How many Santa Isabel do you keep together? Kudos on your quality of animals!


----------



## patm (Mar 21, 2004)

SnorkelWasp said:


> How many Santa Isabel do you keep together? Kudos on your quality of animals!


Thanks! I keep my SI's in a 2.2 group in a 20 vert.



xIslanderx said:


> Nice! In pic 2, is that a Suriname clown tree frog?


It sure is, H. leucophyllata.

-Pat


----------



## patm (Mar 21, 2004)

-Pat


----------



## rigel10 (Jun 1, 2012)

patm said:


> Been a while since I've updated, and just did some cleaning, so thought I'd share a couple new photos.


I would put two big display tanks in the middle rack and eight other vivs (similar to those on the left) to the right. Great potential, IMO!

### [Work to complete]
[A] Transcribe everything in the frog vivarium thread from "## rigel10 (Jun" down to "Great potential, IMO!", without altering a word.
[B] Go on with the frog vivarium thread, starting right after its final sentence.

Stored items
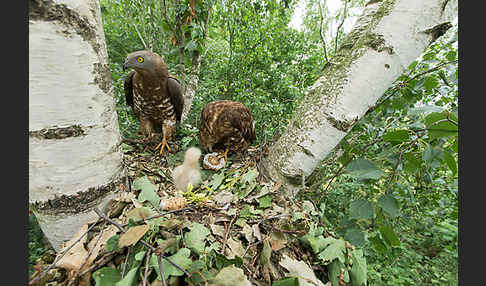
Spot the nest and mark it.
[203,152,226,171]
[29,140,330,286]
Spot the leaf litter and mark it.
[29,140,366,286]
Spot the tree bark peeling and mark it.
[29,0,125,250]
[265,0,457,188]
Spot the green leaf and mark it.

### [Expected outputs]
[A]
## rigel10 (Jun 1, 2012)

patm said:


> Been a while since I've updated, and just did some cleaning, so thought I'd share a couple new photos.


I would put two big display tanks in the middle rack and eight other vivs (similar to those on the left) to the right. Great potential, IMO!

[B]
----------



## patm (Mar 21, 2004)

rigel10 said:


> I would put two big display tanks in the middle rack and eight other vivs (similar to those on the left) to the right. Great potential, IMO!


I actually have two 24lx18wx24h Exo's that could fit nicely on the middle shelf, but due to space, froglets and temp containers are taking preference at the moment. If I had the cash, I would have loved to set one of them up for a group of the Tesoros black-footed terribilis.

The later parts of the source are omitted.